Collection entries
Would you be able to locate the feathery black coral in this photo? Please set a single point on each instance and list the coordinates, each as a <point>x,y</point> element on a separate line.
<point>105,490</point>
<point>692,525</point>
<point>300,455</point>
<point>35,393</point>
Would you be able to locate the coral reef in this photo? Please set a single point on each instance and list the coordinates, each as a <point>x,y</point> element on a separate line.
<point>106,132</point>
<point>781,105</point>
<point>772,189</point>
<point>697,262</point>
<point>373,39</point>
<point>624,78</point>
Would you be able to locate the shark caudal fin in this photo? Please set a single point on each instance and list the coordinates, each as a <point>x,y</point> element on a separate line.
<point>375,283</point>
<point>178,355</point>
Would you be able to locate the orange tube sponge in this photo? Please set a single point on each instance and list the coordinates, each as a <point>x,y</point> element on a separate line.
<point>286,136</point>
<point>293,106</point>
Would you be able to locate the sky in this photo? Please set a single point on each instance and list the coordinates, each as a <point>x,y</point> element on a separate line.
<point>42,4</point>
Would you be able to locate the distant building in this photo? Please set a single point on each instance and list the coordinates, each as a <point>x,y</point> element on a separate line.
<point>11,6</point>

» About this exercise:
All that is wanted is the lines from the one containing "Would you be able to locate the sky" through the last line of the records, restated word for word.

» Response area:
Would you be able to locate the sky in this photo? Please set a single point on each instance and list the coordinates, each as a <point>x,y</point> element on a separate line.
<point>42,4</point>
Would you be able to locate the distant building in this photo? Please set a single point on each instance and list the coordinates, each as a <point>x,y</point> element on a separate line.
<point>11,6</point>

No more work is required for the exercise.